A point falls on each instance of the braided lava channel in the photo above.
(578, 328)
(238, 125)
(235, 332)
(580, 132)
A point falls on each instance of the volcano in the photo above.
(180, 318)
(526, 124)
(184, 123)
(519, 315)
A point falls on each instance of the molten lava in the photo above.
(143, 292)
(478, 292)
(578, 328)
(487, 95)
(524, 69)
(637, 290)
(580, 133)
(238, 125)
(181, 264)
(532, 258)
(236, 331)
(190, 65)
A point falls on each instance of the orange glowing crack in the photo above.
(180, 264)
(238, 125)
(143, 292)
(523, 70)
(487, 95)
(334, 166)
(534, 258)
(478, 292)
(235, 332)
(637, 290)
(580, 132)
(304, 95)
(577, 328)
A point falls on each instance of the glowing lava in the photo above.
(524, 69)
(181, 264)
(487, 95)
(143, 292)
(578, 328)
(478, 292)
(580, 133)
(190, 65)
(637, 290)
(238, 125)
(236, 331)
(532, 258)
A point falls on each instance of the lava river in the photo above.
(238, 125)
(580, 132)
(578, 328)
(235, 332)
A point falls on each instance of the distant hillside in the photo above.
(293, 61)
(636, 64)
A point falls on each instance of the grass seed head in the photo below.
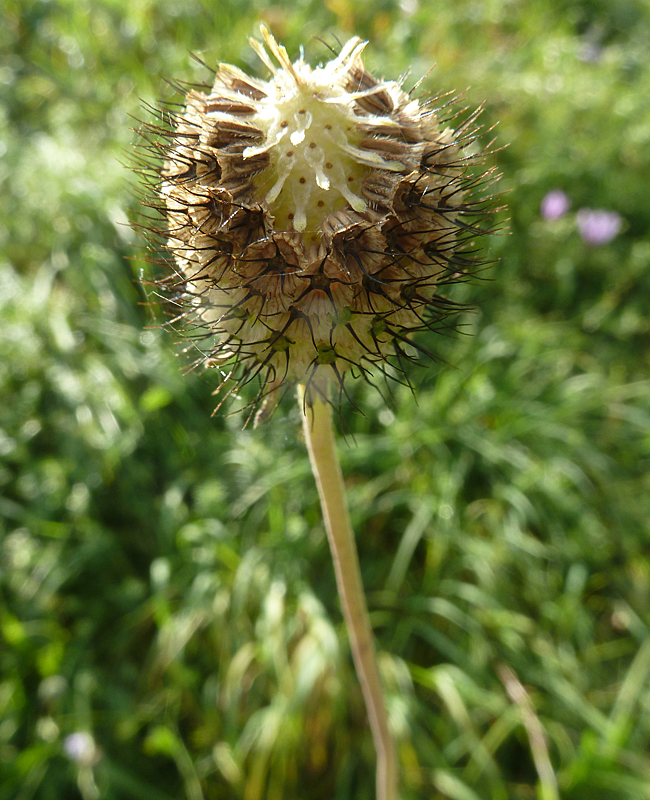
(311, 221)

------------------------------------------------

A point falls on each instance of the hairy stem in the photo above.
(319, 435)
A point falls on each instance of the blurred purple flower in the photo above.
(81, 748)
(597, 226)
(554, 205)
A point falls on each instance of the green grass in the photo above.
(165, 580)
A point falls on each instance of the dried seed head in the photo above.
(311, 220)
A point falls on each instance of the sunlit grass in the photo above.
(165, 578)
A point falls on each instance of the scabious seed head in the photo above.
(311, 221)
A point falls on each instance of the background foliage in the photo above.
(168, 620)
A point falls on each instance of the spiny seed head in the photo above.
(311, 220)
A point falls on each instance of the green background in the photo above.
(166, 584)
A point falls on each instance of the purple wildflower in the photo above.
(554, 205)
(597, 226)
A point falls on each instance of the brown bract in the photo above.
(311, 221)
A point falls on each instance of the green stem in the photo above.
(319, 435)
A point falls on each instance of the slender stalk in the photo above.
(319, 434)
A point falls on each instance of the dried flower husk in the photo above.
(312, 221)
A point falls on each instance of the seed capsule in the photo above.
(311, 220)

------------------------------------------------

* AIM OF THE EXERCISE *
Show each line from the two blocks above that contains the word "grass", copying each of those lines in full.

* OUTPUT OF THE EXERCISE *
A point falls on each instance of the grass seed head in the photo below.
A point falls on each instance of the green grass in the photo above.
A point falls on each instance of the sunlit grass in the photo above.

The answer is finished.